» Passage to read:
◇ ◇ ◇ ◇ ◇
The order in which the PRIMARY KEY is defined here is important as it dictates the size of the partition. In this case, because key is declared as the first field in the PRIMARY KEY it is used as the Parition Key (in Cassandra parlance) and name and zoom are used as so-called Clustering Columns. The Partition Key identifies on which node, within the Cassandra ring, the row data is stored (this is computed via a murmer3 hash by default). The Clustering Columns identify the order in which the row is sorted on the node it was hashed to by the Partition Key.

The key here is the range of the SFC. The name is the name of the layer, and the zoom is the zoom level.

When Cassandra performs a read, it does so at the partition level, meaning an entire partition is read into memory at once. It is therefore important to keep partition sizes down to avoid lots of heap churn within Cassandra.

Typically once a partition has been read, it is discarded after a query is completed. Thus, only range queries benefit from partitions. If, however, Cassandra’s row cache could be leveraged to keep partitions “hot” in memory after an initial read for some delta of time, then it would be possible to leverage the locality assumptions of the SFC to potentially speed up amortized access time - namely that data in the same neighborhood of the SFC tends to be accessed at the same time.

In an attempt to take advantage of this, a new CQL encoding was introduced that looks like this:

CREATE TABLE geotrellis_bench.tiles_read (
    name text,
    zoom int,
    zoombin int,
    key varint,
    value blob,
    PRIMARY KEY ((name, zoom, zoombin), key)
) WITH CLUSTERING ORDER BY (key ASC)
◇ ◇ ◇ ◇ ◇
» Exercise inputs:

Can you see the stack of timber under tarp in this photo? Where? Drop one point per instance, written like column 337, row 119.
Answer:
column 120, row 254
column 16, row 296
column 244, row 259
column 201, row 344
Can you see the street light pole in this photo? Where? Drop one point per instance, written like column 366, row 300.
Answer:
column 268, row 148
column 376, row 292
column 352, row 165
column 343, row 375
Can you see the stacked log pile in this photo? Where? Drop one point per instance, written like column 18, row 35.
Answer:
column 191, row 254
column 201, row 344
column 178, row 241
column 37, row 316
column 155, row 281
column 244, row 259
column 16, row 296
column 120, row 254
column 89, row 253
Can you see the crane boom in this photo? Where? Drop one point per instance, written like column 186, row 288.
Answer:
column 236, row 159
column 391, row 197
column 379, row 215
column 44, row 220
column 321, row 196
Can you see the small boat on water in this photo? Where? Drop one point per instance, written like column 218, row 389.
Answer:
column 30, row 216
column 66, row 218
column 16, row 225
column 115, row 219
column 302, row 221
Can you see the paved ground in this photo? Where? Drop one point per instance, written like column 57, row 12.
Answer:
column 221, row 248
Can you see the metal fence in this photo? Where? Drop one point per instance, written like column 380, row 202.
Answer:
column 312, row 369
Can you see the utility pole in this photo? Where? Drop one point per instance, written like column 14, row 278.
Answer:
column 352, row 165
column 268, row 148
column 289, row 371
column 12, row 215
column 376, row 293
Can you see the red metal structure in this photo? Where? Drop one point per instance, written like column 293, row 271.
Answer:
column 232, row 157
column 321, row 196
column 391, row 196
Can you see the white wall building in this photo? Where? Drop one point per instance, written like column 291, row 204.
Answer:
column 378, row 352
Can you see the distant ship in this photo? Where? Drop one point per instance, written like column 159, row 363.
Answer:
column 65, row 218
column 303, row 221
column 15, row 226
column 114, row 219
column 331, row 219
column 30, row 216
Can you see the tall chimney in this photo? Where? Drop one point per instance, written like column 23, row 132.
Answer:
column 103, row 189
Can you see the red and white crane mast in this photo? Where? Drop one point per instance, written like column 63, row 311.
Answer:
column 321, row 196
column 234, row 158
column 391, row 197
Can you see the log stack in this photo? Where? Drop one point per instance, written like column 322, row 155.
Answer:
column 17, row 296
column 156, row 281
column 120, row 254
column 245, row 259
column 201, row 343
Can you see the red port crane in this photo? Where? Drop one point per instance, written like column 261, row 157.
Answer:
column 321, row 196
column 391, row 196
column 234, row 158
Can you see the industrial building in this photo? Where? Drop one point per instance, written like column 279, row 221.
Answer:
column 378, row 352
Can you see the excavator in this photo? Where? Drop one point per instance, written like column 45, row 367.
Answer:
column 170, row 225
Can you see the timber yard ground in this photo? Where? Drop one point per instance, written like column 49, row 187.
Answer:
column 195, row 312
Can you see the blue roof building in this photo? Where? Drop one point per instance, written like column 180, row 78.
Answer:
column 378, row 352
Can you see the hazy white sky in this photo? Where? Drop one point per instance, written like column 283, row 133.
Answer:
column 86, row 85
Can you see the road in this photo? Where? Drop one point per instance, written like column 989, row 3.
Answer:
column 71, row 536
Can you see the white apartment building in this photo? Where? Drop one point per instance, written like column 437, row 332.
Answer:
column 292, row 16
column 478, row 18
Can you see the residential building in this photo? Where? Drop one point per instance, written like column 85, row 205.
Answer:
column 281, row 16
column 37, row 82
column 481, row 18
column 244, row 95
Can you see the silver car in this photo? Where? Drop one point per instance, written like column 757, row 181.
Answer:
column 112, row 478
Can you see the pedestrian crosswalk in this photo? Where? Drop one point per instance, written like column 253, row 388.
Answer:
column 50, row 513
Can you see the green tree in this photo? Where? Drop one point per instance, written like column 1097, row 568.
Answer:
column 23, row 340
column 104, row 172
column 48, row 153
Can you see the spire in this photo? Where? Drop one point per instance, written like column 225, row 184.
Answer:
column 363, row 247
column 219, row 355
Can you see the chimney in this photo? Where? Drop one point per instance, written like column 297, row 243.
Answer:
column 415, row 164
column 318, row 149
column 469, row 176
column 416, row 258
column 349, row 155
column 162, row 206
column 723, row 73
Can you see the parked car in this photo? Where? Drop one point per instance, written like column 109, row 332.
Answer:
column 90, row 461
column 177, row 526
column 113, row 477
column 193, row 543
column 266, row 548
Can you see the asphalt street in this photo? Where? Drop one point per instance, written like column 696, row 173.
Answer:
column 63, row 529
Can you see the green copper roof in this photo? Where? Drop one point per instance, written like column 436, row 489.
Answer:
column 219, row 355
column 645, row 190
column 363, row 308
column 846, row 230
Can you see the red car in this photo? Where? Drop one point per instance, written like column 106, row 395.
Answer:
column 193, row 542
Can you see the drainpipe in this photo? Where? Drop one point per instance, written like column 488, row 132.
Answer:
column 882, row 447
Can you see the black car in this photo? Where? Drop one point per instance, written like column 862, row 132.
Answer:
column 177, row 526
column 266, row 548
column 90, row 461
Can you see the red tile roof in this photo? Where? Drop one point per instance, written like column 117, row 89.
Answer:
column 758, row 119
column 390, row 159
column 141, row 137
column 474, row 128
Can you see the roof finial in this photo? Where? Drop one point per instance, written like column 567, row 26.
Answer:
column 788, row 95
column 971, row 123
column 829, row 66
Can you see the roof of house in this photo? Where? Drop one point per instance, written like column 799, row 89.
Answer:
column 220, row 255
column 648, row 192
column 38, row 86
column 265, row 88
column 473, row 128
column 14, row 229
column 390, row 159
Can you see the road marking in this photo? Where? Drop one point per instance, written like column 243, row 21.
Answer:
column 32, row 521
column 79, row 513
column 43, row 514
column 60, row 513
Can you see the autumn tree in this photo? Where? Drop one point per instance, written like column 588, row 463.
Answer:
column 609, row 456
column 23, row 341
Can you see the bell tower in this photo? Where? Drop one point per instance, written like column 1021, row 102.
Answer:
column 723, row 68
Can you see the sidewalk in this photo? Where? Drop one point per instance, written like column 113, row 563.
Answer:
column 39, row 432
◇ ◇ ◇ ◇ ◇
» Requirements:
1/ For the Cassandra partitioning text, decide whether each statement agrees with it: (a) During a read, Cassandra loads an entire partition into memory at once. (b) The Clustering Columns determine which node in the ring stores the row data. (c) A partition is typically kept in memory after the query that read it has completed. Answer yes or no for each, quoting the deciding words of the text.
2/ In the entries, render as a numbered list the lines starting at the one containing "Can you see the hazy" and ending at the one containing "column 244, row 95", leaving out any blank lines.
The entries are unrelated to the text.

» Outputs by task:
1/
(a) Yes: "an entire partition is read into memory at once"
(b) No: "The Partition Key identifies on which node, within the Cassandra ring, the row data is stored"
(c) No: "Typically once a partition has been read, it is discarded after a query is completed."

2/
1. Can you see the hazy white sky in this photo? Where? Drop one point per instance, written like column 283, row 133.
2. Answer:
3. column 86, row 85
4. Can you see the road in this photo? Where? Drop one point per instance, written like column 989, row 3.
5. Answer:
6. column 71, row 536
7. Can you see the white apartment building in this photo? Where? Drop one point per instance, written like column 437, row 332.
8. Answer:
9. column 292, row 16
10. column 478, row 18
11. Can you see the residential building in this photo? Where? Drop one point per instance, written like column 85, row 205.
12. Answer:
13. column 281, row 16
14. column 37, row 82
15. column 481, row 18
16. column 244, row 95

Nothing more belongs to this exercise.